TEXT TO READ:
#####

Out of the Closet, Into the Spotlight

Hansal Mehta’s Aligarh is a touching human story told with great empathy and honesty, writes Sangeeta Datta.

Events around the world increasingly expose the construction of the “other” and the politics of exclusion, whether through nationality, religion or gender. Such events also underline social mindsets about the normative and the acceptable. Countering this worldview is an urgent call for inclusiveness and tolerance, for human rights and dignity to be shared by the people of the world.

If this is the big picture, we see the debate played out on a microcosmic scale in Hansal Mehta’s Aligarh. In the wake of nationwide student unrest and demonstrations, democracy questioned and censured, a small film arrives. Here is the power of making the local global. In a small university town, a middle-aged professor (Manoj Bajpayee) is forced to quit his job after his sexuality is exposed. A young journalist (Rajkummar Rao) from Delhi meets him to know more about his story.

#####

DATA BLOCK:

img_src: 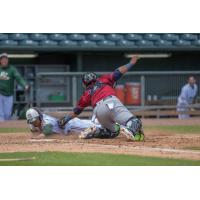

#####

TASK SET:
**A)** Retype the part of the Aligarh review starting at "Events around the" and ending at "about his story.".
**B)** According to the review of Aligarh, which actor plays the young journalist from Delhi?
The lines here are separate material from the review of Aligarh.

FINAL ANSWERS:
**A)**
Events around the world increasingly expose the construction of the “other” and the politics of exclusion, whether through nationality, religion or gender. Such events also underline social mindsets about the normative and the acceptable. Countering this worldview is an urgent call for inclusiveness and tolerance, for human rights and dignity to be shared by the people of the world.

If this is the big picture, we see the debate played out on a microcosmic scale in Hansal Mehta’s Aligarh. In the wake of nationwide student unrest and demonstrations, democracy questioned and censured, a small film arrives. Here is the power of making the local global. In a small university town, a middle-aged professor (Manoj Bajpayee) is forced to quit his job after his sexuality is exposed. A young journalist (Rajkummar Rao) from Delhi meets him to know more about his story.

**B)** Rajkummar Rao